> [REQUIRED ACTIONS]:
**a)** Reproduce word for word everything in the passage on FCCBs from "Encouraged by easier" down to "times expected earnings.".
**b)** Answer these questions from the passage on FCCBs:
(i) How many FCCBs did Bhagyanagar Industries issue and allot?
(ii) From which exchanges are most of the GDRs/FCCBs raised?
(iii) What was the conversion premium on FCCBs when the Sensex was hovering at 8,000 levels?

As for mid-cap firms, Hyderabad-based Bhagyanagar Industries recently completed the issue and allotment of 150 zero-coupon unsecured FCCBs for a total of $15 million. "The company requires funds for the $244 million infrastructure projects it has taken on, and we are planning to raise $15 million in the first phase," says Bhagyanagar chairman Narendra Surana.
Encouraged by easier access to foreign convertible bond markets, companies are turning away more demanding private equity investors as they look to fund their expansion projects. A booming stock market that has climbed 30% this year has helped firms raise their profile among foreign investors and boost valuations to around 15 times expected earnings.
The rush for FCCB issues is driven by the availability of cheaper funds abroad and the speed companies can raise them, say analysts, and the trend is likely to gain momentum. Another advantage is the premium Indian firms receive on their shares compared to domestic prices. A follow-on public offer or a rights issue in India may not get a significant premium over the current price in the Indian bourses. Indian promoters also get a lock-in undertaking from the foreign investors for GDRs/FCCBs.
"Convertible bonds are a lot easier than private equity deals, which come with strings attached, such as board representation," says one merchant banker. Most of the GDRs/FCCBs are raised from London, Singapore and Luxembourg Exchanges. "Listing on these overseas stock exchanges is less time-consuming, as there are fewer procedural delays," he adds.
Technical drivers
There are also technical reasons for the interest in FCCBs. The meltdown in stock valuations has brought a renewed interest in new FCCB issues. The conversion premia on FCCBs had shown a decline from the 50-60% mark at a time when the Sensex was hovering at 8,000 levels, to the 10-20% mark when it was around 12,000 levels. This was because players were expecting the stock prices would not rise much further. As a result, a large number of corporate borrowers were starting to make plans for equity issuance in place of converts, as markets were approaching fair valuations. The May/June correction in equity markets has once again rejuvenated the markets for converts, with a rise in the conversion premias. This is expected to bring renewed investor interest in FCCBs in the medium-term.

> [DATASET EXCERPTS]:

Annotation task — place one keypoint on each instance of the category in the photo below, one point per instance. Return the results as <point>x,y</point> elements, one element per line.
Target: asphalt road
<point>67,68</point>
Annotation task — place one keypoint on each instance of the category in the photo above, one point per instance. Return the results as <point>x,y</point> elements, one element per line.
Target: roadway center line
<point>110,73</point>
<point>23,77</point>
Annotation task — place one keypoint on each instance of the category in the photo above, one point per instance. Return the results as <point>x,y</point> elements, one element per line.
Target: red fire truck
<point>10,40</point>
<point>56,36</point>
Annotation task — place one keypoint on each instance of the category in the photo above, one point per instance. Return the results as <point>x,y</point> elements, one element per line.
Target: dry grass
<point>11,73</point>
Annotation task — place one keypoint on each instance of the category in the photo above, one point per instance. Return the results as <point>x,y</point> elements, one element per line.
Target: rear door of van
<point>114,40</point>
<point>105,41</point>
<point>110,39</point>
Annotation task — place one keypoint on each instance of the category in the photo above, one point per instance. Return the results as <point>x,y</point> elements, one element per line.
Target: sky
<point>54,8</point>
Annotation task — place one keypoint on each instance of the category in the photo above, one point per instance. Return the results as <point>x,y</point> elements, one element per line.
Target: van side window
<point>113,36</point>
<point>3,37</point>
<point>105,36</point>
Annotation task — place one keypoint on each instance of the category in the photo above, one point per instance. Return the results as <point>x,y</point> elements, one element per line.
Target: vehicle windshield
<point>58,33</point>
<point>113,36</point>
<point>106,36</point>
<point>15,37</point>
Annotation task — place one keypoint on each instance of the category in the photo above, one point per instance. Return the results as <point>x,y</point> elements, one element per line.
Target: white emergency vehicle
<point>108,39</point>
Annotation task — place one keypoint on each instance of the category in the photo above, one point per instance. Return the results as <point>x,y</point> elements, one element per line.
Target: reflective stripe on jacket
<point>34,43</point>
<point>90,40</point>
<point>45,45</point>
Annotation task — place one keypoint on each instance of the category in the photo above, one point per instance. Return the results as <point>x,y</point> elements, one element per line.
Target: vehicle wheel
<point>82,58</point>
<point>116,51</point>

> [ANSWERS TO THE PROBLEMS]:
**a)**
Encouraged by easier access to foreign convertible bond markets, companies are turning away more demanding private equity investors as they look to fund their expansion projects. A booming stock market that has climbed 30% this year has helped firms raise their profile among foreign investors and boost valuations to around 15 times expected earnings.

**b)**
(i) 150
(ii) London, Singapore and Luxembourg
(iii) 50-60%